--- Data excerpts ---

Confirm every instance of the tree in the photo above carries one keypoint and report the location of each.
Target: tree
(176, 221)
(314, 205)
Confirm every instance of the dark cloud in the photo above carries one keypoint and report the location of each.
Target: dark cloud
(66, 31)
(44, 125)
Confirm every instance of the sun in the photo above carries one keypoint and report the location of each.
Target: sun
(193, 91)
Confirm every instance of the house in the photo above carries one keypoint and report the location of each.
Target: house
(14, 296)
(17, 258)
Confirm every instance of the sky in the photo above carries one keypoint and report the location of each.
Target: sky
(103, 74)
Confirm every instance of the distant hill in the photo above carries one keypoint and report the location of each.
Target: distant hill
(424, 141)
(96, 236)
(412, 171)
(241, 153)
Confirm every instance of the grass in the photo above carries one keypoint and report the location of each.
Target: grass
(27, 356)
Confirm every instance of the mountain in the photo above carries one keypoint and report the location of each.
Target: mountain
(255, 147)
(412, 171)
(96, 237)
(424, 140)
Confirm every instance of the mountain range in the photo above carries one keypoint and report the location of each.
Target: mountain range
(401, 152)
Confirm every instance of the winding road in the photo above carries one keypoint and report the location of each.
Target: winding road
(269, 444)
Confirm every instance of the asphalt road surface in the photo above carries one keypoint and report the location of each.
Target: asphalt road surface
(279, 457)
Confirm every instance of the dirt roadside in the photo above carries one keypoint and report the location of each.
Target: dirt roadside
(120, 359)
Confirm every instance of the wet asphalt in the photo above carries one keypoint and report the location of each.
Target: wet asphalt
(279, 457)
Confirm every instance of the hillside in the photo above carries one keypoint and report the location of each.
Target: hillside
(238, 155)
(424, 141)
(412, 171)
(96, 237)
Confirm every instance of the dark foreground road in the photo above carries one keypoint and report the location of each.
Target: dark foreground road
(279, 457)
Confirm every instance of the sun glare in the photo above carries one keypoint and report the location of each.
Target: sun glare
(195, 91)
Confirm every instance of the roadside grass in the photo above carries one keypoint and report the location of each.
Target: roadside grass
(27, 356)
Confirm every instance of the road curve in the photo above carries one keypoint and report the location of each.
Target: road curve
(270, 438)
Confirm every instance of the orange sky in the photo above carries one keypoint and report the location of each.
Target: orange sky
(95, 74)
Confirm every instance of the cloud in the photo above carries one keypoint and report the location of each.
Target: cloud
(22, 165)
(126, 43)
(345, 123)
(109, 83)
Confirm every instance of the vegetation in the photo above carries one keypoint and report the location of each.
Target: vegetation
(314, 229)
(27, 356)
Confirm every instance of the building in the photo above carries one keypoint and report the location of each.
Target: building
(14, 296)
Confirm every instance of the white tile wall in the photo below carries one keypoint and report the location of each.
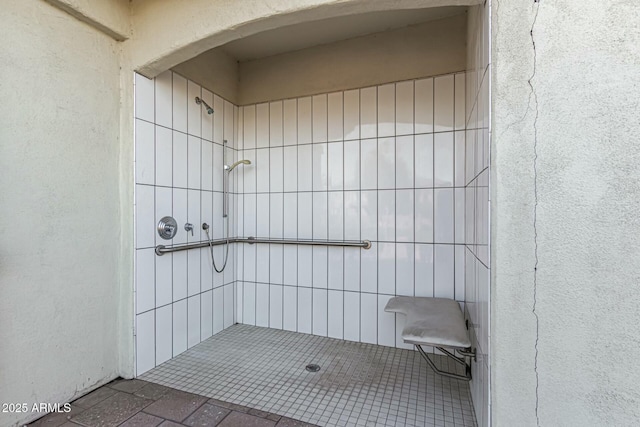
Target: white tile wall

---

| Required work |
When you reach the line with "Target: hillside" in the records above, start writing out lines exactly, and stop once the line with "Confirm every instance of the roadside" has been written; include nothing else.

| Solution to this task |
Target: hillside
(238, 155)
(424, 141)
(412, 171)
(96, 237)
Confirm every instance of the dark foreground road in the photo above carries one keypoint and report the location of each.
Target: dark foreground road
(279, 457)
Confirm every instance of the sun glare in the photo above carries one keypoint and report the location of each.
Target: sun glare
(195, 91)
Confirm every instance of the roadside grass in the photo above carries one keypoint and report the location of each.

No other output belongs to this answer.